- Materials provided
------------

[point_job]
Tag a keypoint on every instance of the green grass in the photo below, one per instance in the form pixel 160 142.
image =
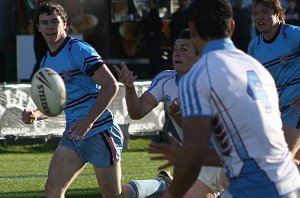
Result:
pixel 23 171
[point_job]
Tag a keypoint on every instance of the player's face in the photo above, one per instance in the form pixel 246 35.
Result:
pixel 52 28
pixel 184 55
pixel 264 19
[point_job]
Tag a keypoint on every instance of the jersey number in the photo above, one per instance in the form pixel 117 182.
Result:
pixel 256 91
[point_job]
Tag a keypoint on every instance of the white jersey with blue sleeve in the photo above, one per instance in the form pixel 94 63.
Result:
pixel 241 98
pixel 281 57
pixel 164 88
pixel 76 61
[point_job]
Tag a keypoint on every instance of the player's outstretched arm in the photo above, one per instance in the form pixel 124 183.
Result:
pixel 29 116
pixel 137 106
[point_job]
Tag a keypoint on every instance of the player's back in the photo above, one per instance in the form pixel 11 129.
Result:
pixel 246 121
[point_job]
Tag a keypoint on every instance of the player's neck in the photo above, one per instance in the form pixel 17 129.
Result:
pixel 55 45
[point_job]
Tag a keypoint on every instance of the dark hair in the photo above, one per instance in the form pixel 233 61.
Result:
pixel 211 18
pixel 275 5
pixel 49 8
pixel 185 34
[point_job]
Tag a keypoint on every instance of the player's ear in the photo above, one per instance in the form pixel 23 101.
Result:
pixel 193 30
pixel 231 26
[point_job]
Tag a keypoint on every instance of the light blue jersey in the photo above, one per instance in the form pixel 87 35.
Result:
pixel 281 56
pixel 75 61
pixel 240 96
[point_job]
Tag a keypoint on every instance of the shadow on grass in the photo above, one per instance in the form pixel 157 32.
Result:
pixel 71 193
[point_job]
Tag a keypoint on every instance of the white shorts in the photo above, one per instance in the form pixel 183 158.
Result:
pixel 211 177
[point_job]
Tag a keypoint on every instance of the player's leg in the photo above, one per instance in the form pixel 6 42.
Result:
pixel 150 187
pixel 104 153
pixel 210 183
pixel 64 167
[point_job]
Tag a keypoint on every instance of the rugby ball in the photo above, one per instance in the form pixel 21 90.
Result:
pixel 48 92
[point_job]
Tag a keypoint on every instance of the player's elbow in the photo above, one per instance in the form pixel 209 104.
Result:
pixel 135 116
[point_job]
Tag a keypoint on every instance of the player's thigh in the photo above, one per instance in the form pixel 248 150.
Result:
pixel 109 180
pixel 199 189
pixel 64 167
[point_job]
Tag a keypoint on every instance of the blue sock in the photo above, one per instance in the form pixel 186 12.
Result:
pixel 145 188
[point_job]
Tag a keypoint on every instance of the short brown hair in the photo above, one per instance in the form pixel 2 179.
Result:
pixel 275 5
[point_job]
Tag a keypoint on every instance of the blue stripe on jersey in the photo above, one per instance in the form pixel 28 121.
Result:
pixel 277 60
pixel 223 127
pixel 89 61
pixel 81 100
pixel 161 76
pixel 103 121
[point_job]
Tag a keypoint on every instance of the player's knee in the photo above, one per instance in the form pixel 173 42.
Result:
pixel 53 190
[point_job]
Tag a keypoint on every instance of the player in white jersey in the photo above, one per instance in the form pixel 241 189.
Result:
pixel 91 133
pixel 164 88
pixel 233 94
pixel 277 48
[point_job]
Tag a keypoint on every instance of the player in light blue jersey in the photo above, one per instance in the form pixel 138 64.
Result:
pixel 277 48
pixel 91 135
pixel 164 88
pixel 229 96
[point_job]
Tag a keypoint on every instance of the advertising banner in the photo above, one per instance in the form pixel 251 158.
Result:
pixel 15 98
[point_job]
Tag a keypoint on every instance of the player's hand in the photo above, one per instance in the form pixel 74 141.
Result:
pixel 28 116
pixel 168 151
pixel 79 128
pixel 167 194
pixel 174 107
pixel 125 76
pixel 295 102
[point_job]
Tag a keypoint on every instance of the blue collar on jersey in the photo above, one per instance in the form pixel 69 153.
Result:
pixel 223 43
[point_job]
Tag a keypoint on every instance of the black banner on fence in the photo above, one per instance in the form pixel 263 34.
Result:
pixel 15 98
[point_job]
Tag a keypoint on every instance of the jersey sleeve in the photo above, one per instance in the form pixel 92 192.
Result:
pixel 85 57
pixel 293 37
pixel 194 92
pixel 156 87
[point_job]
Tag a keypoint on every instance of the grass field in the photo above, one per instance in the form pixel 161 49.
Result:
pixel 23 170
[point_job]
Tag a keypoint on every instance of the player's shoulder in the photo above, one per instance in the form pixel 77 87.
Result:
pixel 165 74
pixel 74 44
pixel 290 30
pixel 163 77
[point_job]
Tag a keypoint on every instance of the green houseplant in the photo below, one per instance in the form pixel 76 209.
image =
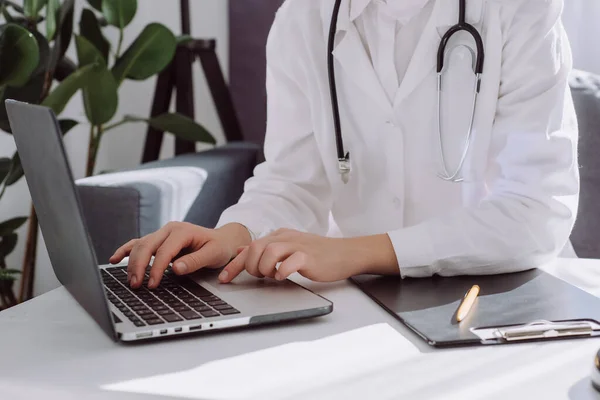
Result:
pixel 34 38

------------

An exact copy of the listing is required; return it without any pictures.

- Answer section
[point_job]
Tag a keypoint on every instance of the green grass in the photo below, one per instance in the form pixel 160 142.
image =
Result:
pixel 23 171
[point_job]
Tag a keypoint on every instance of the player's face in the photo above, one per instance in the form pixel 246 35.
Result:
pixel 52 28
pixel 184 55
pixel 264 19
[point_job]
Tag a keypoint on every instance of the jersey number in the photo above, one per instance in the form pixel 117 182.
Result:
pixel 256 91
[point_job]
Tag a keypoint on every instance of the white jersey with blue sleeve in the photo above, one per instance in the form pixel 94 63.
Result:
pixel 241 98
pixel 281 57
pixel 164 88
pixel 76 61
[point_job]
Tag a keypoint on every instance of the player's outstretched arm in the photo above, one per instance in the form pixel 124 183.
Result:
pixel 29 116
pixel 137 106
[point_job]
Tag a keypoint on every instance of the player's back in the photo above, one per instance in the form pixel 11 129.
Result:
pixel 246 121
[point_job]
Tag a keypoint on every instance of the player's neck in the photo above, one per instance in the form pixel 17 129.
Result:
pixel 55 45
[point_job]
Tag a keypoint on every instance of the dark hair in the photo above, one per instance in the form pixel 233 61.
Result:
pixel 211 18
pixel 275 5
pixel 49 8
pixel 185 34
[point_job]
Tag a keypoint on every instance of the player's ear in the photo above, one per instance in the form pixel 23 101.
Result:
pixel 193 30
pixel 231 26
[point_job]
Tag a keypoint on every instance of the light blue jersey in the photo above, one per instance in the form pixel 87 35.
Result:
pixel 281 56
pixel 75 61
pixel 240 96
[point_job]
Tag a keypoint on every instance of the shadow on grass in the photo above, one per instance in the form pixel 157 32.
Result:
pixel 71 193
[point_job]
Tag a keypoint on every instance of the white shorts in the photo above, one per instance in the form pixel 183 158.
Result:
pixel 211 177
[point_job]
Tag a keypoint on every instance of the player's leg in the photo above, one per instance in the form pixel 6 42.
Result:
pixel 150 187
pixel 104 153
pixel 210 183
pixel 64 167
[point_job]
Tag a keypoint on every instance of the rugby ball in the photo above, one per instance in the form pixel 21 90.
Result:
pixel 48 92
[point_job]
Tag a keypoint on every instance of the player's elbow in the photo above, one per instance in the form pixel 209 104.
Result:
pixel 135 116
[point_job]
Tag a keypoint on every instance of the player's thigh in the photo above, one per instance in the form pixel 248 150.
Result:
pixel 109 180
pixel 199 189
pixel 64 167
[point_job]
Tag a keypoint on every instance of the blue sock in the photo above, one per instance in the form pixel 186 12.
Result:
pixel 145 188
[point_job]
Tag a keypoint on every instance of the short brown hair in the photo above, one per instance in the form pixel 2 179.
Result:
pixel 275 5
[point_job]
Tag a keypoint on every instance of the blue stripe on jersey in the photo above, one per instance in the form pixel 28 121.
Result:
pixel 277 60
pixel 223 127
pixel 89 61
pixel 81 100
pixel 161 76
pixel 103 121
[point_job]
Tag a keypoint on every instance of the player's knee in the photo above, one per instance in the form pixel 173 42.
Result:
pixel 53 190
[point_job]
Tag a keypoint on every instance of the player in white jersey in the photo above, one per instance in the form pixel 241 189.
Result:
pixel 91 133
pixel 164 88
pixel 233 94
pixel 277 48
[point_job]
Tag a keypoint on every instance of the player in light blue jersey in the photo above, one per instance in the form pixel 138 64.
Result:
pixel 277 48
pixel 91 135
pixel 164 88
pixel 229 96
[point_job]
Tag a keypoint on every instance of the advertising banner in the photo above, one per instance in the form pixel 251 158.
Result:
pixel 15 98
[point_job]
Tag a keypoint on every instance of the player's hand in the photo above, one per instance in the form pixel 74 141.
Result:
pixel 28 116
pixel 168 151
pixel 79 128
pixel 167 194
pixel 174 107
pixel 125 76
pixel 295 102
[point_job]
Tag a keypoint on every instance of the blue collar on jersey in the photo above, one per instance in the form pixel 69 153.
Result:
pixel 223 43
[point_job]
Tag a keypoint on every instance of the black banner on fence in the photo above, one per instance in the form pixel 263 34.
Result:
pixel 15 98
[point_job]
Tag a keypoint on every instance of the jersey sleeve in the photo above, one per instance in the form pixel 92 192.
Result:
pixel 85 57
pixel 293 37
pixel 194 92
pixel 156 87
[point_job]
Tag a keypoint on every instance of the grass field in the photo above, one per instance in the form pixel 161 49.
Result:
pixel 23 170
[point_job]
Tag a keypoint on every instance of the player's shoulder in the photo above, one per instance in the form pixel 77 87.
Result:
pixel 165 74
pixel 74 44
pixel 290 30
pixel 163 77
[point_job]
Tag a keypoint on every instance of the green houseplant in the photo below, one per instance in the form pixel 76 209.
image =
Result:
pixel 34 38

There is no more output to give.